— Start Provided data —

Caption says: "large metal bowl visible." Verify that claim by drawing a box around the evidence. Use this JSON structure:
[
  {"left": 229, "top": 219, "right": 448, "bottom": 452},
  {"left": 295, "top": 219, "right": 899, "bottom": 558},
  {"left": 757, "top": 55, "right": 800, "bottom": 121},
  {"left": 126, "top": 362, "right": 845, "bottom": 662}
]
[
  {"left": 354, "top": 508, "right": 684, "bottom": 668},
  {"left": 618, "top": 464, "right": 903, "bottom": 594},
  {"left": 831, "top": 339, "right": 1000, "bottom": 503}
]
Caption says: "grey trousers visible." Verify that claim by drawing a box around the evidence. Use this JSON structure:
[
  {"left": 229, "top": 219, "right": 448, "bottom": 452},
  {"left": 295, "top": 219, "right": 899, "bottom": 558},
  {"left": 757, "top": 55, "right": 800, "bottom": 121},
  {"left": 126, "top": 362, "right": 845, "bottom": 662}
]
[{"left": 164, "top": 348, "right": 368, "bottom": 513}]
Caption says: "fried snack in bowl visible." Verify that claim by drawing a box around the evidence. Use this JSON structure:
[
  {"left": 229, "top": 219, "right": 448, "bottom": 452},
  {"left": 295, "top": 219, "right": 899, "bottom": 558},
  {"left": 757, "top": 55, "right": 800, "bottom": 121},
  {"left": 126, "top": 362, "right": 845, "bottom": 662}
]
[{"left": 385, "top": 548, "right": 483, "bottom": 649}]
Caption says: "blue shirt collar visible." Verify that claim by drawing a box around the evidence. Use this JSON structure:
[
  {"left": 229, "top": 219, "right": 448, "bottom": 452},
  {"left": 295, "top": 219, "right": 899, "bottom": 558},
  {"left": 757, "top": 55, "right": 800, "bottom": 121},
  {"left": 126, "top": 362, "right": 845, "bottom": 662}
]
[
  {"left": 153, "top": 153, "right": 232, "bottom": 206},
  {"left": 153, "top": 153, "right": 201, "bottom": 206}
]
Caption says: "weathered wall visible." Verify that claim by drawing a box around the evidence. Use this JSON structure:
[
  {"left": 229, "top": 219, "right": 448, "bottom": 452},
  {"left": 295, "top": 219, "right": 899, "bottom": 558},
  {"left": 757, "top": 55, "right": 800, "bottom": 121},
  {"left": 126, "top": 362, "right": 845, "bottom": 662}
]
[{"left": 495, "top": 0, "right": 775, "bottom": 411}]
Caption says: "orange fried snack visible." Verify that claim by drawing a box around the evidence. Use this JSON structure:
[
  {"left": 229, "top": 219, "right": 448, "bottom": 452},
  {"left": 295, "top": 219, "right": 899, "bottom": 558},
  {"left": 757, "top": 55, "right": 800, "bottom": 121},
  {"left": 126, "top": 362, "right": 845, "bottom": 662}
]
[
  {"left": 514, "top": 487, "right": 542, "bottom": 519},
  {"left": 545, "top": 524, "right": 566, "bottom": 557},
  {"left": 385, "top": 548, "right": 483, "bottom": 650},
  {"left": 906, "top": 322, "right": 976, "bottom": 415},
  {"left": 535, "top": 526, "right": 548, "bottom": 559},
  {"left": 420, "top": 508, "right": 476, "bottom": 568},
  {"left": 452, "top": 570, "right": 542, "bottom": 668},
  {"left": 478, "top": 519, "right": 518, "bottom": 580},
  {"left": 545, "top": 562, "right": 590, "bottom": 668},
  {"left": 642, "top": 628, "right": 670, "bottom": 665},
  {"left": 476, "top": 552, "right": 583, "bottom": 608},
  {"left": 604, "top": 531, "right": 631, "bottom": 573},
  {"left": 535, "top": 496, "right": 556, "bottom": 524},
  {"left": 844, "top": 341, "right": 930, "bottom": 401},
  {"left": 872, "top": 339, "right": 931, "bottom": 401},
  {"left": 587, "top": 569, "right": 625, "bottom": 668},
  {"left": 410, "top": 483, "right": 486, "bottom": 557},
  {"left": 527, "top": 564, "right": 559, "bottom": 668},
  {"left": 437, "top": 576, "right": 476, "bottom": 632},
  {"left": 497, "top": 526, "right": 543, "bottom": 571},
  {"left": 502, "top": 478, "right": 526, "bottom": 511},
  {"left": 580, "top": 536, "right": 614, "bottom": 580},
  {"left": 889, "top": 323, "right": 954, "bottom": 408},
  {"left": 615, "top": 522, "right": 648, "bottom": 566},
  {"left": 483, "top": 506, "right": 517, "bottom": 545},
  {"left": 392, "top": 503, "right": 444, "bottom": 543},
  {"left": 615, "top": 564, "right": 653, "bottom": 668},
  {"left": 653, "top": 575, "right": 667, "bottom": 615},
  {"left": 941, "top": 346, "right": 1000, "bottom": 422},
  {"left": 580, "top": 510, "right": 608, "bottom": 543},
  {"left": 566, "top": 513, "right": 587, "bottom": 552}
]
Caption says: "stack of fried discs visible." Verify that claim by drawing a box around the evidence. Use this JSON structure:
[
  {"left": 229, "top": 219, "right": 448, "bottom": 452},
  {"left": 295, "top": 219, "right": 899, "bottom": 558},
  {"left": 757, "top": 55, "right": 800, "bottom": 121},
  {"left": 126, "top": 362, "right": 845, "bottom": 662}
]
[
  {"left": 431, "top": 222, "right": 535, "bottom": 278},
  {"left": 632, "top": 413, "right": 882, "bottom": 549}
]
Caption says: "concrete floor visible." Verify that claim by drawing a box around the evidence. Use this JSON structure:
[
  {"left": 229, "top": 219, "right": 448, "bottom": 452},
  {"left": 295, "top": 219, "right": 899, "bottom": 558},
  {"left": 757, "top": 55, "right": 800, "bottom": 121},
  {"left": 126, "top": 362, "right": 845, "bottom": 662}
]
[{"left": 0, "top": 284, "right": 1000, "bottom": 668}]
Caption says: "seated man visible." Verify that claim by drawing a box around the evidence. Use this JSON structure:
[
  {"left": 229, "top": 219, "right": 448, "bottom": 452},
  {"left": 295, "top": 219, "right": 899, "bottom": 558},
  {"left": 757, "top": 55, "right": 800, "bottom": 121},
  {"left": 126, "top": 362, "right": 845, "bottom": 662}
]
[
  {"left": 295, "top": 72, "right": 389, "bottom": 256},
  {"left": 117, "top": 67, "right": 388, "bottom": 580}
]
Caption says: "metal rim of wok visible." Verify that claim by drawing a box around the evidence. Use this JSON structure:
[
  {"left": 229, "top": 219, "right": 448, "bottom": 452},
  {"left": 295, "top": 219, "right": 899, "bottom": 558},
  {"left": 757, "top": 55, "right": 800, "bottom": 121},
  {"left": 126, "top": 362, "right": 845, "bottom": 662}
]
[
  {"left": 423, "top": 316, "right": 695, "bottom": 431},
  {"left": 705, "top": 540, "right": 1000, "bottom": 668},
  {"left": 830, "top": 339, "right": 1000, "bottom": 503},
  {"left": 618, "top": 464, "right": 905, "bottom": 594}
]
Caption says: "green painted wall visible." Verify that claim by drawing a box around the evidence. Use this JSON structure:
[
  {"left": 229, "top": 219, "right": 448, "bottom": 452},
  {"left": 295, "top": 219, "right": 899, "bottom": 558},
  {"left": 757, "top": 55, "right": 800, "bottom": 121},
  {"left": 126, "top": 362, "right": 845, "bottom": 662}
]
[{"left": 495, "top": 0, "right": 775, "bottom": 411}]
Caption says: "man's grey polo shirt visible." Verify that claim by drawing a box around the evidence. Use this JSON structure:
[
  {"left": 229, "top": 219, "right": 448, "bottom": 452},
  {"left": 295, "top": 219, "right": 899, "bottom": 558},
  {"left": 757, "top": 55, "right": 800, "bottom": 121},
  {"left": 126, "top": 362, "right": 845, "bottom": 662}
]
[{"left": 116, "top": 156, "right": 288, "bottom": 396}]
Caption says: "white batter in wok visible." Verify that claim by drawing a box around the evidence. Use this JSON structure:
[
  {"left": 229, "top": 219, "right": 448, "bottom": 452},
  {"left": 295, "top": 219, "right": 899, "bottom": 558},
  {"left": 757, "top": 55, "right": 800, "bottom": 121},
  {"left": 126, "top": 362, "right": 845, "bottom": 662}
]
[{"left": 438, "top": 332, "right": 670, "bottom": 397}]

— End Provided data —
— Start Provided data —

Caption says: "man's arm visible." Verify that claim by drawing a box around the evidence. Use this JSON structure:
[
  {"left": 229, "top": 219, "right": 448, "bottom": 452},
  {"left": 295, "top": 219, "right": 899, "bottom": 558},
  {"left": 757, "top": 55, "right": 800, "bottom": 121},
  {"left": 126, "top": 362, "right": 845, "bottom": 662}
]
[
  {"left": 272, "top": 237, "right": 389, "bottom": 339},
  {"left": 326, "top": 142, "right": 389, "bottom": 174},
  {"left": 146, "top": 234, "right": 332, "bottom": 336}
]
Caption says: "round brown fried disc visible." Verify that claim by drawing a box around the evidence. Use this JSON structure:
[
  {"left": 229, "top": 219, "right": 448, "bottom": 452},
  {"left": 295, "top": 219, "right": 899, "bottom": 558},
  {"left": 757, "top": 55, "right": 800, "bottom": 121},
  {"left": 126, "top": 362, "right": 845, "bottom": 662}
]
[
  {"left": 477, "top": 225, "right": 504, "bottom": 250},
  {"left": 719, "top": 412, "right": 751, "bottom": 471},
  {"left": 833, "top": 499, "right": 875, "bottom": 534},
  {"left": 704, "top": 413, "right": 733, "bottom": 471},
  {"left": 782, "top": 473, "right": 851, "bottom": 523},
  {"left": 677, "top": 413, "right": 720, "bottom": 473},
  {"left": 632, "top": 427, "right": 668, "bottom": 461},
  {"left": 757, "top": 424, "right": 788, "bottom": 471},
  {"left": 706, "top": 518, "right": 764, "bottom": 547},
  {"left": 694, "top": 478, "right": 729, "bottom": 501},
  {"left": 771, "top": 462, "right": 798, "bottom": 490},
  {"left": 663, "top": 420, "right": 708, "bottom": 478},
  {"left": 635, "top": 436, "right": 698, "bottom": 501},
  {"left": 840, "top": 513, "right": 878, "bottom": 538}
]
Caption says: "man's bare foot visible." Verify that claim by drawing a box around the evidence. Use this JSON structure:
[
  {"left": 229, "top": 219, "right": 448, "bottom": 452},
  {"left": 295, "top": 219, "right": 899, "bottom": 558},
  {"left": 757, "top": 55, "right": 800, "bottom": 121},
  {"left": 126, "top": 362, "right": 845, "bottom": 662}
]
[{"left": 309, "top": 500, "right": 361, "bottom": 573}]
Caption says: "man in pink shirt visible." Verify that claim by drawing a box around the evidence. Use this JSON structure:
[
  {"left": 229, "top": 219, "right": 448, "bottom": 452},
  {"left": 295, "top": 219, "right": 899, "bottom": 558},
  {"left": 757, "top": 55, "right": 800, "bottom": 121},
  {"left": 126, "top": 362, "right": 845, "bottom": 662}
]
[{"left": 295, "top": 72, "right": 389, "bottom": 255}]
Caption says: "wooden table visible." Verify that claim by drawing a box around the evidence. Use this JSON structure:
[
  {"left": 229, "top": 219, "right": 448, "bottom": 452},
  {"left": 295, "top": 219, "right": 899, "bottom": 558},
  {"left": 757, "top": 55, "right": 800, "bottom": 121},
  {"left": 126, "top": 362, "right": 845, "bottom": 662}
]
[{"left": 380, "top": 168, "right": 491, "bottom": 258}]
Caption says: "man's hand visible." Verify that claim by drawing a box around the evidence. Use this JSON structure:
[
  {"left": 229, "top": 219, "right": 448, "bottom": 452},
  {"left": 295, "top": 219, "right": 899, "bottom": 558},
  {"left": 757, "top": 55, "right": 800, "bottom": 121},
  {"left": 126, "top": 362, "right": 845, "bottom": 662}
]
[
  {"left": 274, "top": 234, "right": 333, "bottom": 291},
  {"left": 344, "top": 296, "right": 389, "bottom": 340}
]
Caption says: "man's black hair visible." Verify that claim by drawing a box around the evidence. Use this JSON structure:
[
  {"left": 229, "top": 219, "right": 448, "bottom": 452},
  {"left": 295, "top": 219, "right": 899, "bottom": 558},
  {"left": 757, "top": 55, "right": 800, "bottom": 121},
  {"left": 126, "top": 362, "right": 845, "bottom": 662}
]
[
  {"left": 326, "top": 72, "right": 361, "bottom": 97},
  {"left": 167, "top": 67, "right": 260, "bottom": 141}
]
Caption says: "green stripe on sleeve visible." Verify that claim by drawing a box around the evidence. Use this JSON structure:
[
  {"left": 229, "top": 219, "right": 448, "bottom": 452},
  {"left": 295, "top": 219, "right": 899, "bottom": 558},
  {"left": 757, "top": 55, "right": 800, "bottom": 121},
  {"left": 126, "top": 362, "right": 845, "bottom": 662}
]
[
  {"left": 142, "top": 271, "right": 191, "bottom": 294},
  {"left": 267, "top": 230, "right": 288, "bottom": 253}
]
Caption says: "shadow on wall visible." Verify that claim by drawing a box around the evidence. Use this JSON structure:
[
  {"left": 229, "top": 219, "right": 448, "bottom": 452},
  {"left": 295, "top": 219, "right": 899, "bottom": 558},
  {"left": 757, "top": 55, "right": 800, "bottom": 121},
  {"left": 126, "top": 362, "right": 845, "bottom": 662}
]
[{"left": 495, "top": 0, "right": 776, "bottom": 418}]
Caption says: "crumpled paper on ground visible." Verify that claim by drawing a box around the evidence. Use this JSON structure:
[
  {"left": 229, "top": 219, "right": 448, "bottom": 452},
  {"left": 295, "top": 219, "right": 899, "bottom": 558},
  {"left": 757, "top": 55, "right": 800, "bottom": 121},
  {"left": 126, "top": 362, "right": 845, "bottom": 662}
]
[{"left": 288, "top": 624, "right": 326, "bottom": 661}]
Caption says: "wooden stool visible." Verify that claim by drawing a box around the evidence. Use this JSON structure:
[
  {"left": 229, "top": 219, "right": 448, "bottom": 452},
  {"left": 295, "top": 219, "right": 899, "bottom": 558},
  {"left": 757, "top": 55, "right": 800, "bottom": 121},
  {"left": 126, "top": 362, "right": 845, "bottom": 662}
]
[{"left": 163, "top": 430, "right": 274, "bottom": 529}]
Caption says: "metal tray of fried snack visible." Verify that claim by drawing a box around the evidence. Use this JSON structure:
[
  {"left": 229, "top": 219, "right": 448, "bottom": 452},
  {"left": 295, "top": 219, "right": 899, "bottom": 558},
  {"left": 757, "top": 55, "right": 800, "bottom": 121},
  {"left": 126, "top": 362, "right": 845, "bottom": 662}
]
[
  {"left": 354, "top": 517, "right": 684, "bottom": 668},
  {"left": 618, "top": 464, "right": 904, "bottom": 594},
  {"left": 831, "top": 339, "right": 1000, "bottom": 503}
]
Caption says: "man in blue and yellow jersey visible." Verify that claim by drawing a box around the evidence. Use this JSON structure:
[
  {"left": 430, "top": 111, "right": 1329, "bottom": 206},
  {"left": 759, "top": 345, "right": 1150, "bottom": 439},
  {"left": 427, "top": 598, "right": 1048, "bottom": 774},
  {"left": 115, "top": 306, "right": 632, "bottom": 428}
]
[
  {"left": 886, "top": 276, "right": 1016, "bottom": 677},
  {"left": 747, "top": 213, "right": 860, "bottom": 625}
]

— End Provided data —
— Start Provided data —

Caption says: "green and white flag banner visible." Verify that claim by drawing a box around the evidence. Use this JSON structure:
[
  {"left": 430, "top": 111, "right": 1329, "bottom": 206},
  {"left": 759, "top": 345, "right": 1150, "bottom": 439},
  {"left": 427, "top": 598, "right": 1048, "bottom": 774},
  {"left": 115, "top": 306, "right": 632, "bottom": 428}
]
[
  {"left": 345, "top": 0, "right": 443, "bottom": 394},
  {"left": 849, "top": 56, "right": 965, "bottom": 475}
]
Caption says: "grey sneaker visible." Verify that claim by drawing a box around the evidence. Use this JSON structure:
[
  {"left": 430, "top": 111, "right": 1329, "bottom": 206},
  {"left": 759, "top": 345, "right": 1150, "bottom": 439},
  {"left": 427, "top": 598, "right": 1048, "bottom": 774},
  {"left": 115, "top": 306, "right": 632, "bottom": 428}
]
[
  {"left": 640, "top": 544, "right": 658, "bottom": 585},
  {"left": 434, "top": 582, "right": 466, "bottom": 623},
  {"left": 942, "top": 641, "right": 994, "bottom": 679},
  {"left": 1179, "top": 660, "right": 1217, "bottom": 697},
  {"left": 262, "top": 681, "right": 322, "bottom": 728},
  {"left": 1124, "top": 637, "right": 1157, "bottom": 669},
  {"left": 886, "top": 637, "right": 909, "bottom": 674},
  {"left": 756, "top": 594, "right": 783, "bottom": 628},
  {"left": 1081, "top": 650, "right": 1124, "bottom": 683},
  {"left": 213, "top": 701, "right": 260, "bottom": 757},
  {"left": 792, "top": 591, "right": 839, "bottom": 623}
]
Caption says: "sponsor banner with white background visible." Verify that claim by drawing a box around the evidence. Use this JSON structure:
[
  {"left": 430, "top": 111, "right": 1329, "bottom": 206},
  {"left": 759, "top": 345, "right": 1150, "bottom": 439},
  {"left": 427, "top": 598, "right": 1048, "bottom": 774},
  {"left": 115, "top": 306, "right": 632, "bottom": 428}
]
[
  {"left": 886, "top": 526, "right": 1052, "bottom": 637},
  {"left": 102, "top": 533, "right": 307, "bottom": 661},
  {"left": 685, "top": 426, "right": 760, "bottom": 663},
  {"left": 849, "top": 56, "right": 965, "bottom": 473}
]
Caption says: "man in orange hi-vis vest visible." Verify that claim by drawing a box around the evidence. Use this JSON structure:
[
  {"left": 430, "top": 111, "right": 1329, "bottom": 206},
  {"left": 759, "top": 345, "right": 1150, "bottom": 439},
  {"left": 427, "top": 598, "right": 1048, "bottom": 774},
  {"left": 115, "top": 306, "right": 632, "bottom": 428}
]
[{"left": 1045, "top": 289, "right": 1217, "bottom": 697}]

— End Provided data —

Written problem: Count the lines in the records above that contain the string "grey", treating uppercase and lowercase as different, and give only that number.

Task solution: 3